--- Start of Selected excerpt ---

The NBA Draft is where careers begin, dynasties are built, and mistakes get immortalized. Every June, thirty teams make decisions that will define their franchises for the next decade — and sometimes those decisions are catastrophically wrong, occasionally they're strokes of genius, and once in a while a single draft night trade reshapes the entire league. Behind every pick is a story, and those stories form some of the best trivia in professional sports. From the frozen-envelope conspiracy that launched the modern lottery era, to a future three-time MVP being picked while a Taco Bell commercial played over his selection on ESPN, to a guard with twelve rings' worth of teammates who went 57th overall while everyone watched someone else — the NBA Draft's history is endlessly strange, surprisingly deep, and absolutely worth knowing cold.

--- End of Selected excerpt ---
--- Start of Recorded information ---

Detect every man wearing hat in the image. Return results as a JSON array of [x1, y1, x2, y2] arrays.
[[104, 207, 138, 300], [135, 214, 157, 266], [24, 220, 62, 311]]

--- End of Recorded information ---

— Work to do —
Repeat the part of the NBA Draft passage starting with "The NBA Draft is" and going on through "worth knowing cold.", word for word. The listing is separate material and has no connection to the NBA Draft passage.

— Correct answer —
The NBA Draft is where careers begin, dynasties are built, and mistakes get immortalized. Every June, thirty teams make decisions that will define their franchises for the next decade — and sometimes those decisions are catastrophically wrong, occasionally they're strokes of genius, and once in a while a single draft night trade reshapes the entire league. Behind every pick is a story, and those stories form some of the best trivia in professional sports. From the frozen-envelope conspiracy that launched the modern lottery era, to a future three-time MVP being picked while a Taco Bell commercial played over his selection on ESPN, to a guard with twelve rings' worth of teammates who went 57th overall while everyone watched someone else — the NBA Draft's history is endlessly strange, surprisingly deep, and absolutely worth knowing cold.